What this task involves
Filter the records below, keeping only the lines that contain the word "hockey", and copy each such line out.

[Rows of box annotation data]
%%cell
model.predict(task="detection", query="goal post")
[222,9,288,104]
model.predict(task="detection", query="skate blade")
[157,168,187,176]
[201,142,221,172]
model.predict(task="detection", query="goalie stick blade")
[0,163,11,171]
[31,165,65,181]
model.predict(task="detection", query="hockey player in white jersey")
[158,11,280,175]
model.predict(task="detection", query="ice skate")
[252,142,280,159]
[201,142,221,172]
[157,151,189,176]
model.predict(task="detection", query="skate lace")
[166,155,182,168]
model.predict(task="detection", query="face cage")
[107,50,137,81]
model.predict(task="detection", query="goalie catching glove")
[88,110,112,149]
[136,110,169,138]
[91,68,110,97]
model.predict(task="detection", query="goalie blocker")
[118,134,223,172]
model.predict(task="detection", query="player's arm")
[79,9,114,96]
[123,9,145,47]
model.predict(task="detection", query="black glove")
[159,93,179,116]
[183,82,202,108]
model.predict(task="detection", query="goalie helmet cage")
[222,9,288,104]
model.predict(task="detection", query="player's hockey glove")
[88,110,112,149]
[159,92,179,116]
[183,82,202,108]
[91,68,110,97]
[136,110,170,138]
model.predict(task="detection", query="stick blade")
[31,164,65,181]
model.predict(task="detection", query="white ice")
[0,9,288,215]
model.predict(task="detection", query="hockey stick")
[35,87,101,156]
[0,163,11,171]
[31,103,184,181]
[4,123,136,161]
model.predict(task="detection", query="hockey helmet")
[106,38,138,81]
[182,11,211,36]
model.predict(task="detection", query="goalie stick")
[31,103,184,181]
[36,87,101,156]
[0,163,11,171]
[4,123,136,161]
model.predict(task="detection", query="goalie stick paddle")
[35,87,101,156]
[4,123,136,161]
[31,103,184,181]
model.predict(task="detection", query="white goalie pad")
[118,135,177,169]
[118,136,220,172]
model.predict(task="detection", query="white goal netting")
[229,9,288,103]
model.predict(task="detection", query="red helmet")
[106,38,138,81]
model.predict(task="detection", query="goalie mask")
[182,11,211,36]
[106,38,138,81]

* * *

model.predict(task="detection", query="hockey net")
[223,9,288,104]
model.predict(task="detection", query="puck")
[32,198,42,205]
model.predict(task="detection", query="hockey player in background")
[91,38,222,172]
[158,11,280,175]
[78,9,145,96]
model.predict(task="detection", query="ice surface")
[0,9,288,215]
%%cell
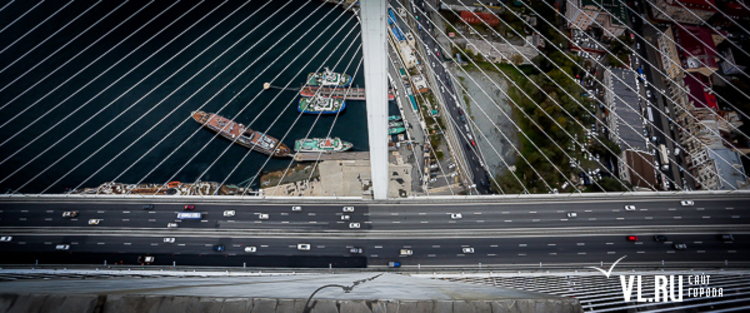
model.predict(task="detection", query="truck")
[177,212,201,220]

Answer to the exercise
model.predict(task="detection", query="hockey player in white jersey")
model.predict(task="detection", query="player's hockey glove")
model.predict(task="detection", query="hockey stick")
model.predict(task="detection", query="hockey helmet")
model.predict(task="detection", query="hockey net")
model.predict(task="detection", query="hockey player in background")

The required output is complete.